*** Opening Extracted information ***
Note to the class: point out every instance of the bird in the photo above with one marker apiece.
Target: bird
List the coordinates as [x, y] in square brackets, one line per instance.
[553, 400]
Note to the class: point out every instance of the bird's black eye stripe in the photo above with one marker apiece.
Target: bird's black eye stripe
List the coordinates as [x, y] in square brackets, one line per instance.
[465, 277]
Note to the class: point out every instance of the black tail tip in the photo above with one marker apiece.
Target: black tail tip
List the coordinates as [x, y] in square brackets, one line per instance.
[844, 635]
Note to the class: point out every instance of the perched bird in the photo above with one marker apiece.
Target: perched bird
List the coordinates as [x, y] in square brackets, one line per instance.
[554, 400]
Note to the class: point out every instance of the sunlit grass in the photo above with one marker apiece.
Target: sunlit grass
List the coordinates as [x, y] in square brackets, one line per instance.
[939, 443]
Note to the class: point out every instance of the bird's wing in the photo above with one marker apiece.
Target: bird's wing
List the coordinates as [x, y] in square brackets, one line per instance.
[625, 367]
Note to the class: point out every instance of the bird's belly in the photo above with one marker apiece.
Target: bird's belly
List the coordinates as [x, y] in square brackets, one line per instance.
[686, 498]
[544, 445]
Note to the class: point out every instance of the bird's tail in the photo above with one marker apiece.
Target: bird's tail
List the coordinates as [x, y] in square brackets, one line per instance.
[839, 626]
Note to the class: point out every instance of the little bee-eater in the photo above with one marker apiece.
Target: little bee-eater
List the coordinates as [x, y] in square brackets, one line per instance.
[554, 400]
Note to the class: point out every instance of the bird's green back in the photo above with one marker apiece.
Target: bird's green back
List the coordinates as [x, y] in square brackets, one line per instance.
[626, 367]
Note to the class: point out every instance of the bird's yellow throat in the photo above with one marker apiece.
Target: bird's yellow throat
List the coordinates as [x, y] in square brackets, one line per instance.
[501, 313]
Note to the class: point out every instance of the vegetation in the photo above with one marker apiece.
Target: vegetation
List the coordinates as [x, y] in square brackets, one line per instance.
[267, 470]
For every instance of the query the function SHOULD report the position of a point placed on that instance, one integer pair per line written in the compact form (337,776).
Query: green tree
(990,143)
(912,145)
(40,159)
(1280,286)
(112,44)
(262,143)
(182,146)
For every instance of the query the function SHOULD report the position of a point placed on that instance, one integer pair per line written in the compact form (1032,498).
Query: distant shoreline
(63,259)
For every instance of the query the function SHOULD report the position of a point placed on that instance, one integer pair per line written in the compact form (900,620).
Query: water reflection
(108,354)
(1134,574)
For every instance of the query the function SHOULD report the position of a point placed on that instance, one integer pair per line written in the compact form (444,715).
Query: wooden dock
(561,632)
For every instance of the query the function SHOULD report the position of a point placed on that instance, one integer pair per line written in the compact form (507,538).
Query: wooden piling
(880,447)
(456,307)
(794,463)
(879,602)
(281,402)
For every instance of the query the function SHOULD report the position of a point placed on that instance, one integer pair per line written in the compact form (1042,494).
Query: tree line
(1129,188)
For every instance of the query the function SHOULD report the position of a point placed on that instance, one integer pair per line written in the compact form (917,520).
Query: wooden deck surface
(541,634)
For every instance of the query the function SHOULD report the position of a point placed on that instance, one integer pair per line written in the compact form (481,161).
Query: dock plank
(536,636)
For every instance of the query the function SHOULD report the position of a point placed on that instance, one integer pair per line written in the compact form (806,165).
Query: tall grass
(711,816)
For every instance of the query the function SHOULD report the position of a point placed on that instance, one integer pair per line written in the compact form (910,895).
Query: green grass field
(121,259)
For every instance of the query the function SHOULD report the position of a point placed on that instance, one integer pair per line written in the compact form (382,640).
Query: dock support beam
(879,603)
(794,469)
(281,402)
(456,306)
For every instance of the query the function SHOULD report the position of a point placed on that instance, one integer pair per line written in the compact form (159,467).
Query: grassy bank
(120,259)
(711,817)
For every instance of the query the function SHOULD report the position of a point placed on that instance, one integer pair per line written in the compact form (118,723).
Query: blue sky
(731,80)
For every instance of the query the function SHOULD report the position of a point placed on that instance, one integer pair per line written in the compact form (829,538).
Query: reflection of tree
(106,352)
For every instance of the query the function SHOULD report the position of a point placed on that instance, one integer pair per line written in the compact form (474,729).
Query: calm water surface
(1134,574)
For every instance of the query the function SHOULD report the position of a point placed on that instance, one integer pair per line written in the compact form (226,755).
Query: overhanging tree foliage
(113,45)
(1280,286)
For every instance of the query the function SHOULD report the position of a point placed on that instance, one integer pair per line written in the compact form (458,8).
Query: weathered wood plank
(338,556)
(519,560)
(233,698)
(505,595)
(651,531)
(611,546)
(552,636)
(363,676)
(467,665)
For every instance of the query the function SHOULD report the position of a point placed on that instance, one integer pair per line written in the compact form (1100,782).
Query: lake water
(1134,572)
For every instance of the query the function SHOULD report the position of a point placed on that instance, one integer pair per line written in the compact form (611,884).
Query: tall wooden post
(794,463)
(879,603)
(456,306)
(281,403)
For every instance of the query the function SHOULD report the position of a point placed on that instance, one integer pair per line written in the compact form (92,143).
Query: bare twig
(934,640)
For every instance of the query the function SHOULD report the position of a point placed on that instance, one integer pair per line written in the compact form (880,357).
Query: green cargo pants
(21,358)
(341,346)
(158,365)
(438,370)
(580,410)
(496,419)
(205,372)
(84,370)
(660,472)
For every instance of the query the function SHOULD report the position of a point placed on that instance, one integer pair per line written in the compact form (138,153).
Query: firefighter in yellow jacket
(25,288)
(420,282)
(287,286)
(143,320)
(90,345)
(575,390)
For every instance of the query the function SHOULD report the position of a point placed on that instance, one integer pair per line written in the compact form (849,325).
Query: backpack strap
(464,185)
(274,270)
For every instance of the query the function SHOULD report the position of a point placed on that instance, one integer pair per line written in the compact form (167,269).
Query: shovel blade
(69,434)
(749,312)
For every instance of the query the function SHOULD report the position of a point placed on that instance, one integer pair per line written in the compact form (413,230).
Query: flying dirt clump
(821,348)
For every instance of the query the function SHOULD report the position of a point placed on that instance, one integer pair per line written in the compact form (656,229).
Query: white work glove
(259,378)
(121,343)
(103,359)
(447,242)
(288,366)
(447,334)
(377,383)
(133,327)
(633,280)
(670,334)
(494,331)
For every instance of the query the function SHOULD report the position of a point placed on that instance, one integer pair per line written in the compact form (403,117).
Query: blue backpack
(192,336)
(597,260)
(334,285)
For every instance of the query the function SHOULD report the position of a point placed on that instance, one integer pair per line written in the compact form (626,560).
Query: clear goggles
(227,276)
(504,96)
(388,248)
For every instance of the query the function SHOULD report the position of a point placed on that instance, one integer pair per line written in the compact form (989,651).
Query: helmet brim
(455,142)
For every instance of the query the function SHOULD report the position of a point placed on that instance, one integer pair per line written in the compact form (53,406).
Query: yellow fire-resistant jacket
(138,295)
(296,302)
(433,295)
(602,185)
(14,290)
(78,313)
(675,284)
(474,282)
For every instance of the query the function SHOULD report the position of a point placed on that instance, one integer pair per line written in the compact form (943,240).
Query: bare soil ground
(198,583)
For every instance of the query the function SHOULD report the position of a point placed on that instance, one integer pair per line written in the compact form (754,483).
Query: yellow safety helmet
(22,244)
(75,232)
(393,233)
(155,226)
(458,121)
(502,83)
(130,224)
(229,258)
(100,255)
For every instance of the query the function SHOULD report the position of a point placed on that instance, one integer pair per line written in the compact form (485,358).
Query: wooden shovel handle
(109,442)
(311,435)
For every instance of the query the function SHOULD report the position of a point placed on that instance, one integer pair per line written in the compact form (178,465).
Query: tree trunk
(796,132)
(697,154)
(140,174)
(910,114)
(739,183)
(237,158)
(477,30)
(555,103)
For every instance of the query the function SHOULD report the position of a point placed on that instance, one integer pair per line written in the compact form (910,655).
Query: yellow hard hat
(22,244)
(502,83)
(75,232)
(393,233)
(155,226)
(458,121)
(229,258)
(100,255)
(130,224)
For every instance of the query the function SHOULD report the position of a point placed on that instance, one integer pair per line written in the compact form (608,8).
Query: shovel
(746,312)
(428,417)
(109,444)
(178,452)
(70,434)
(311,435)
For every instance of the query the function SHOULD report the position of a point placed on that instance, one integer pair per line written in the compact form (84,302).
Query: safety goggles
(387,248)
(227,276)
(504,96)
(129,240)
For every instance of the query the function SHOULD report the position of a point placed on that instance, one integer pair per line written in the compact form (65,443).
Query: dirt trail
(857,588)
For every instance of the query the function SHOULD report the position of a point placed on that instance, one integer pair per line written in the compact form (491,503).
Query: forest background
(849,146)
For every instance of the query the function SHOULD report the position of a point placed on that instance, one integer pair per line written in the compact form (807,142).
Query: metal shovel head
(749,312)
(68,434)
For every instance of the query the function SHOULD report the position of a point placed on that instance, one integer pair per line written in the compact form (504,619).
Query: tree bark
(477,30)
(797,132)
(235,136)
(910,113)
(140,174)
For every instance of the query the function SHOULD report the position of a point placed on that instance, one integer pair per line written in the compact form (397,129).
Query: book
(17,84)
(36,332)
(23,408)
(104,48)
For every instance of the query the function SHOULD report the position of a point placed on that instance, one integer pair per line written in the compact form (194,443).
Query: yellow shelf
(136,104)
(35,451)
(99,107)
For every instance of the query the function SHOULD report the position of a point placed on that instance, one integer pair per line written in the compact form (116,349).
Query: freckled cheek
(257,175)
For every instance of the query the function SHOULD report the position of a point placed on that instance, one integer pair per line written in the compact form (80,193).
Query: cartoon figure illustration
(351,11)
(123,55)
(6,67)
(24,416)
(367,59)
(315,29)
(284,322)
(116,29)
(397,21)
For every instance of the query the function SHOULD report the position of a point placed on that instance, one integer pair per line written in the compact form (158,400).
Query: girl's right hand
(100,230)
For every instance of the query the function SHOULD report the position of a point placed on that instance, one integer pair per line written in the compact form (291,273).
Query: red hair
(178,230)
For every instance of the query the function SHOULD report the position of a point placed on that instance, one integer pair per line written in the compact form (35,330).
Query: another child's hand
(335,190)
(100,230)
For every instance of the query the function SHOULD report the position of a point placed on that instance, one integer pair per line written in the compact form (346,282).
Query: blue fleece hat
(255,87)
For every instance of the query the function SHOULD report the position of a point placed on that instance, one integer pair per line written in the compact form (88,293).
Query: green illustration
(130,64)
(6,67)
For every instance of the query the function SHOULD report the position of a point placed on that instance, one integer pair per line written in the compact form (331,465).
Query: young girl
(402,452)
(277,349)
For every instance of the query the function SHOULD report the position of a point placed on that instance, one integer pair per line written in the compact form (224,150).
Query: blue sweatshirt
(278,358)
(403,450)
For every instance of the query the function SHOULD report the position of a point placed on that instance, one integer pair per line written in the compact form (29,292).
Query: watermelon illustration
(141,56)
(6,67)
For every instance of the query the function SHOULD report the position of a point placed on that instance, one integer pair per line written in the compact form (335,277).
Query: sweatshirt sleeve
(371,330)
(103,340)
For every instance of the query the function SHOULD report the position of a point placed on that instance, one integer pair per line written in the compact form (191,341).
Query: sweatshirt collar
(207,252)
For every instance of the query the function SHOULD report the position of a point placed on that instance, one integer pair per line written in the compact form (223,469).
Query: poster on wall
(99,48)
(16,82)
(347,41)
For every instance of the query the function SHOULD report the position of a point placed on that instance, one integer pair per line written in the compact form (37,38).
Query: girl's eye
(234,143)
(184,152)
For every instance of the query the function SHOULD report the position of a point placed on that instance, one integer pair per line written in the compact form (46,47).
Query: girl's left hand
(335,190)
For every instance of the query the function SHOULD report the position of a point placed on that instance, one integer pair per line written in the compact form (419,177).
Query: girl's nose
*** Closing Extracted information ***
Work to complete :: When the word "tail" shows up in a line of the entries, report that line.

Solution to the problem ::
Note to the class: point out every instance of the black tail tip in the photo above with one marker apiece.
Target: black tail tip
Note to the class: point out every instance of the bird's tail in the photo above with one marker apiece.
Target: bird's tail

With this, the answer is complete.